§ **Ziel 1**: Nenne alle Lebensmittel, die laut dem Text über das Fasten der Mönche in der einzigen Mahlzeit des Tages nicht enthalten sein dürfen.
§ **Ziel 2**: Führe den Text über das Fasten der Mönche von der Stelle aus weiter, an der er endet.

§ **Vorliegender Text**:
Lesen Sie einen Ausschnitt aus dem Manuskript:
SPRECHERIN:
Nur eine Mahlzeit am Tag, und die darf kein Fleisch, keine Milchprodukte und keine Eier enthalten. Ganz schön karg! Doch die Mönche des Mittelalters kannten ihre Tricks, um die strengen Fastengebote vor Ostern zu umgehen. Sie ließen sich Fische, Biber, Truthähne und anderes Geflügel umso reichlicher schmecken. Mit der Begründung: laut Schöpfungsbericht hätte Gott die Fische und Vögel nicht am selben Tag erschaffen wie „die Tiere auf dem Lande“, die klassischen Bratenlieferanten Schwein oder Rind, die ja wohl mit dem Begriff „Fleisch“ gemeint waren. Man kann die listigen Klosterbrüder schon verstehen. Verzichten „zu müssen“ fällt dem Menschen einfach schwer, sagt der Konsumforscher Ingo Balderjahn.
O-TON 01: (Balderjahn)

§ **Auszüge der Einträge**:

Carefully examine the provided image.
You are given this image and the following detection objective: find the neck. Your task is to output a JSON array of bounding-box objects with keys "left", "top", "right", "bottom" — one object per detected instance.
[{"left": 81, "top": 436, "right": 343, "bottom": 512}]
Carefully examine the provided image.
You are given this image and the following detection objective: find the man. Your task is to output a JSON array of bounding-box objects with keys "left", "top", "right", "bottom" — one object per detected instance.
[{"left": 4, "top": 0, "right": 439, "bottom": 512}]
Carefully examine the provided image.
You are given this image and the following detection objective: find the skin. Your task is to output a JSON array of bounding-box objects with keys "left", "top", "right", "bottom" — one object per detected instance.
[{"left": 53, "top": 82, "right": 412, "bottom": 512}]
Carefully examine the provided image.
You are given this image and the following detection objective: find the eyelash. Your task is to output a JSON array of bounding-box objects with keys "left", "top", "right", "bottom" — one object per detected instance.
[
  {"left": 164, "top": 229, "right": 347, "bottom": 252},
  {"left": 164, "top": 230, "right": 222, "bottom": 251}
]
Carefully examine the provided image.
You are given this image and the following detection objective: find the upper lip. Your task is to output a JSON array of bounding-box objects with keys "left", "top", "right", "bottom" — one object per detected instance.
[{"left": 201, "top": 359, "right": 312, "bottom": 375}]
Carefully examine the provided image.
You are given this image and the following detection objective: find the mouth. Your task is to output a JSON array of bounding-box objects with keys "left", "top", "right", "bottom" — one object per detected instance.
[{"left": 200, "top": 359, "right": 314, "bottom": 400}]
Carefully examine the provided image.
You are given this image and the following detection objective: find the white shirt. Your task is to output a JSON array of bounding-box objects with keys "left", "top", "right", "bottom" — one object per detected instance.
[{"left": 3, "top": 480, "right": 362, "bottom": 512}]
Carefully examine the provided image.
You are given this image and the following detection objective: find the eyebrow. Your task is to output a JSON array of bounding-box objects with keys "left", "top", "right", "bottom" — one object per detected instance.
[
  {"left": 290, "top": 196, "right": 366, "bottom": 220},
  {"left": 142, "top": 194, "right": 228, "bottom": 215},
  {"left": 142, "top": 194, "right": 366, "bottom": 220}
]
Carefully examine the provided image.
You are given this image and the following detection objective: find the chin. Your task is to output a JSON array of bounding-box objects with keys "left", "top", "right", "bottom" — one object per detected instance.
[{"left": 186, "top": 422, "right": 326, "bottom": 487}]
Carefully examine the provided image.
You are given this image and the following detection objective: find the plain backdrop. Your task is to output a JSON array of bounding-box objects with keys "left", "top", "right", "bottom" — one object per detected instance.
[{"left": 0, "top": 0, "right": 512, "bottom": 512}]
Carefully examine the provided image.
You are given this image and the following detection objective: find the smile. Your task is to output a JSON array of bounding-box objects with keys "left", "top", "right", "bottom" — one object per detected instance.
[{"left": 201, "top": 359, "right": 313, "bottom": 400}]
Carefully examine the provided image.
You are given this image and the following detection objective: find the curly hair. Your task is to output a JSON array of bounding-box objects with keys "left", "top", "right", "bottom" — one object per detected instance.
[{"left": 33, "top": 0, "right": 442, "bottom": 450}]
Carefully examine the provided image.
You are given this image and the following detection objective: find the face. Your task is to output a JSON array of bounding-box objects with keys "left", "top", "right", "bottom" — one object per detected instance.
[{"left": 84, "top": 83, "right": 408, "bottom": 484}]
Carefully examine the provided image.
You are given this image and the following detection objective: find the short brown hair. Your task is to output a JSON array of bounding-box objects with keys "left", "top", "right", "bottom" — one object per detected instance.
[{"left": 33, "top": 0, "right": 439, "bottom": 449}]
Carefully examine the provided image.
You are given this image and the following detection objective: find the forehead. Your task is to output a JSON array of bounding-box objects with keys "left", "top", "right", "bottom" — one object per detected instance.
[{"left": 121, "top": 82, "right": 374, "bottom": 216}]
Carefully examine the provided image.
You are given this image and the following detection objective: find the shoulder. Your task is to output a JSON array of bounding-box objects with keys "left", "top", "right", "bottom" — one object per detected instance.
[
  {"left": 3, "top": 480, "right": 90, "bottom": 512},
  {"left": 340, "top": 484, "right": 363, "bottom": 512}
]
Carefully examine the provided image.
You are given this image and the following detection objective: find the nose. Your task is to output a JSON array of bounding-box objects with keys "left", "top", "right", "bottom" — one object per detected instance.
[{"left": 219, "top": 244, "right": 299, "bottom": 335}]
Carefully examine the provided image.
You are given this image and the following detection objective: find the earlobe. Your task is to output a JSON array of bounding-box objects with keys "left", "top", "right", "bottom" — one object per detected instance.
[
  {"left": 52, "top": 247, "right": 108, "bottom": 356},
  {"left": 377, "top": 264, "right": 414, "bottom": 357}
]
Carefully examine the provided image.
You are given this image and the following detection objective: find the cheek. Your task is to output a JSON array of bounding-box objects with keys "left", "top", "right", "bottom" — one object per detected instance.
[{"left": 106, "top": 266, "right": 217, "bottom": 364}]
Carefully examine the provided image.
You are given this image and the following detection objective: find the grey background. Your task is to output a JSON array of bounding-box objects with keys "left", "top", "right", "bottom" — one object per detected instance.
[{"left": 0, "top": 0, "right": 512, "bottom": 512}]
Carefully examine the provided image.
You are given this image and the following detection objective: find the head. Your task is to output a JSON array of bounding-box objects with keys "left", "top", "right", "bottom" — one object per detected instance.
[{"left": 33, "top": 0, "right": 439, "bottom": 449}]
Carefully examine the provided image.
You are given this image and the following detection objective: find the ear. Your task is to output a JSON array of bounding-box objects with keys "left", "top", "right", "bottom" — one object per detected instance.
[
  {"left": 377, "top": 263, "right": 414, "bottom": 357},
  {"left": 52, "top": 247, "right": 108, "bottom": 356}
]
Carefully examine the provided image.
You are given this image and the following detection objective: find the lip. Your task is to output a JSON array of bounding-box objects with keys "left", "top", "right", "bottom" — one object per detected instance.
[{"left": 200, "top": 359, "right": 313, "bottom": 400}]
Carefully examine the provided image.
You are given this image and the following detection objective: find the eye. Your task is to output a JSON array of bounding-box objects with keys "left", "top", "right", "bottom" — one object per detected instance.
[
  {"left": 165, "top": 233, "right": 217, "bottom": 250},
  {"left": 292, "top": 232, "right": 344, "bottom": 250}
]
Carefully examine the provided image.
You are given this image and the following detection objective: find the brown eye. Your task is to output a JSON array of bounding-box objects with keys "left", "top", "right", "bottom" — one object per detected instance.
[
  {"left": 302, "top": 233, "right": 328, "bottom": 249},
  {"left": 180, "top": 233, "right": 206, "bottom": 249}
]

§ **Richtige Antwort 1**: Fleisch, Milchprodukte, Eier

§ **Richtige Antwort 2**:
„Der Mensch verzichtet nicht gerne. Der Nobelpreisträger für Wirtschaftswissenschaften von 2002, das ist der Daniel Kahneman, der hat das sehr gut herausgearbeitet. Seine Theorie heißt „prospect Theory“, dass das Wesen des Menschen schon ist, dass der Mensch eine Verlustaversion hat. Das stellt sich in Studien sehr stark da. Also Verluste sollen vermieden werden, auf die Zukunft hingeschoben werden, Verluste schmerzen und führen zu emotionaler Betroffenheit.“
MUSIK Opposing forces M00537747 101 0.47
SPRECHERIN:
Abzuspecken und etwas Wohlstand aufzugeben, wird logischerweise als Einschränkung empfunden. Man stellt sein Konsumverhalten deshalb auch nicht ständig in Frage. Schließlich trinken andere Leute ebenfalls Alkohol, obwohl er als ungesund gilt, oder machen Kreuzfahrten, obwohl man sie aus Umweltgründen vielleicht besser sein lassen sollte. So tickt der Mensch. Er vergleicht und hat insgeheim Angst, meint Ingo Balderjahn. Angst, etwas her- oder aufgeben zu müssen. Zu kurz zu kommen, drauf zu zahlen.
O-TON 02: (Balderjahn)
„Man möchte auf Deubel-komm-heraus den Wohlstand und den jetzigen Status, oftmals sind ja auch andere Dinge damit verbunden, Macht und Ansehen. Oder das Schlimmste ist ja, was Menschen sich vorstellen können, sozial abzusteigen.
O-TON 02: (Balderjahn)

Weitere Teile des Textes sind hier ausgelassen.